> Exercise details:
Reproduce the whole blog post about baking for Zeynep's Talent Show, word for word, before the listing.

> Excerpt:
++++++++

Friday, May 13, 2005

Baking for Zeynep's Talent Show

Normandy Apple Tart, White Chocolate Raspberry Swirl Cheesecake, Apricot Dessert Bars and Chocolatey Raspberry Crumb Bars

The month of May is always very busy for us because of the children's hectic school activities. Year-end music and orchestra concerts, the Music Festival, baseball and softball games and practices, and class trip preparations are all packed into the 2nd half of May. This Saturday, Zeynep's class will put on a Talent Show complete with food and drinks, skits, singing, dancing, and many other performances. (Zeynep will play the Moonlight Sonata on the piano.) The proceeds will go towards their class trip which will take place in early June. Some time ago, Zeynep and I made a commitment to bake for the Talent Show. Usually, a group of Zeynep's friends will come to our house and do the work on such occasions, and all that I have to do is to supervise them. However, this is such a busy time of the year that it was difficult to arrange for that, so Zeynep and I decided to do it on our own after she comes home from school today. Add to that the ongoing wedding cake baking, and you can see that it will be a busy day in my kitchen. (I baked the 2nd half of the 10" cake last night, and I hope to bake the 1st half of the 12" cake today.) I am writing this in the morning still undecided about what to bake for the Talent Show. I will post it after I add the recipes and the pictures later in the day.

++++++++

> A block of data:
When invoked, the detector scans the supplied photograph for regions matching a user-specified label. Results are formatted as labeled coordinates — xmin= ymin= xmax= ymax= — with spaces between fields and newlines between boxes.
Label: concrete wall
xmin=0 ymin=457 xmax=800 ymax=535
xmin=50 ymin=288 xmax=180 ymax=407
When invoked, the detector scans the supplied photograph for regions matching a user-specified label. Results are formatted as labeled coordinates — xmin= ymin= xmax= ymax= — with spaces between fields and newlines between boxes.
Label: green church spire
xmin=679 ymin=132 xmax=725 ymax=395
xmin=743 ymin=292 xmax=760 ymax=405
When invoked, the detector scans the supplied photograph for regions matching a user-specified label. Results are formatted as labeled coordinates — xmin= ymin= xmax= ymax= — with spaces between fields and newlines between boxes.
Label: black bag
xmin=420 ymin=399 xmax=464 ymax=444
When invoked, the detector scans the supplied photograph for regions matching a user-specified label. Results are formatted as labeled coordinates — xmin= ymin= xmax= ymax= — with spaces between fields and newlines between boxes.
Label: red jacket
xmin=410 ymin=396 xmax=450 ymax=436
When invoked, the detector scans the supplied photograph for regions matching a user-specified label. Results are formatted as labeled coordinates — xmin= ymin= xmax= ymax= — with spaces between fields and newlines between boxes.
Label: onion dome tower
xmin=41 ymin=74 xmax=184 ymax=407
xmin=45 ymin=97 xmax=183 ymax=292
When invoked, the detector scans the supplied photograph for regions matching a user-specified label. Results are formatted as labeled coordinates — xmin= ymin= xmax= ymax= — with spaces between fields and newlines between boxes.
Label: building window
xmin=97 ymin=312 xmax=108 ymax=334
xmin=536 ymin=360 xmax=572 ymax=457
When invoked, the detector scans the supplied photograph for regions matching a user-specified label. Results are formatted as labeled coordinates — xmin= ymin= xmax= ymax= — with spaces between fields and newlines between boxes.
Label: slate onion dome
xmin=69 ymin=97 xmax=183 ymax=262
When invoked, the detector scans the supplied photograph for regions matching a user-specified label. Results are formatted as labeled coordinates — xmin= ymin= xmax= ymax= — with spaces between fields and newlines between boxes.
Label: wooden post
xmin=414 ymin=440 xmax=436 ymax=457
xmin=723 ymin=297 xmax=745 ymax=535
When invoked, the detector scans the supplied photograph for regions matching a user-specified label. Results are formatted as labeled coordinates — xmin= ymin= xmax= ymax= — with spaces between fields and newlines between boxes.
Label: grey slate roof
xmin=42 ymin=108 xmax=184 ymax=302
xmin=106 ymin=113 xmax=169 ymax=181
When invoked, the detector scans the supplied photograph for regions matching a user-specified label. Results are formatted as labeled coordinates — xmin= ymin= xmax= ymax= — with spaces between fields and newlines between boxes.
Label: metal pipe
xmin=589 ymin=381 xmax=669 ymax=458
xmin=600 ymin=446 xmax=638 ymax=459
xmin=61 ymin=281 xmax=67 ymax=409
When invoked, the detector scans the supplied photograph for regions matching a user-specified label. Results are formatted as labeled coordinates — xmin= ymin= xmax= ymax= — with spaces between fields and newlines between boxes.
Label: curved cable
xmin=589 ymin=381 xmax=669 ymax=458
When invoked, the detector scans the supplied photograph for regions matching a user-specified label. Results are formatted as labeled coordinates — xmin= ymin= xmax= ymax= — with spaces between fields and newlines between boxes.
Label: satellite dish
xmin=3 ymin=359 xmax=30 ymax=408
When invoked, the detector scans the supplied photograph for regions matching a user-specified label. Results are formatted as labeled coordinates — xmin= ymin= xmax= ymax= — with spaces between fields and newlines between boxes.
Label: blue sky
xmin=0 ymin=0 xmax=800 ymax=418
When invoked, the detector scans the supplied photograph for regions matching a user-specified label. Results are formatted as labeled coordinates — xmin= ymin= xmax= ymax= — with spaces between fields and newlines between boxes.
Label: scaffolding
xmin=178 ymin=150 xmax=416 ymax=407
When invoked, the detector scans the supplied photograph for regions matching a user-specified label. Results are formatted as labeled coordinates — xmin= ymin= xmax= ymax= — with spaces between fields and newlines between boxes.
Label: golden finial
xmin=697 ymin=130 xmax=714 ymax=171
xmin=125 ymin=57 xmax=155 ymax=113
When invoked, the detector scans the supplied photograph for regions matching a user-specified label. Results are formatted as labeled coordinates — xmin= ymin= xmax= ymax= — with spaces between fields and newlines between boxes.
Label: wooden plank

++++++++

> Result of this task:
Friday, May 13, 2005

Baking for Zeynep's Talent Show

Normandy Apple Tart, White Chocolate Raspberry Swirl Cheesecake, Apricot Dessert Bars and Chocolatey Raspberry Crumb Bars

The month of May is always very busy for us because of the children's hectic school activities. Year-end music and orchestra concerts, the Music Festival, baseball and softball games and practices, and class trip preparations are all packed into the 2nd half of May. This Saturday, Zeynep's class will put on a Talent Show complete with food and drinks, skits, singing, dancing, and many other performances. (Zeynep will play the Moonlight Sonata on the piano.) The proceeds will go towards their class trip which will take place in early June. Some time ago, Zeynep and I made a commitment to bake for the Talent Show. Usually, a group of Zeynep's friends will come to our house and do the work on such occasions, and all that I have to do is to supervise them. However, this is such a busy time of the year that it was difficult to arrange for that, so Zeynep and I decided to do it on our own after she comes home from school today. Add to that the ongoing wedding cake baking, and you can see that it will be a busy day in my kitchen. (I baked the 2nd half of the 10" cake last night, and I hope to bake the 1st half of the 12" cake today.) I am writing this in the morning still undecided about what to bake for the Talent Show. I will post it after I add the recipes and the pictures later in the day.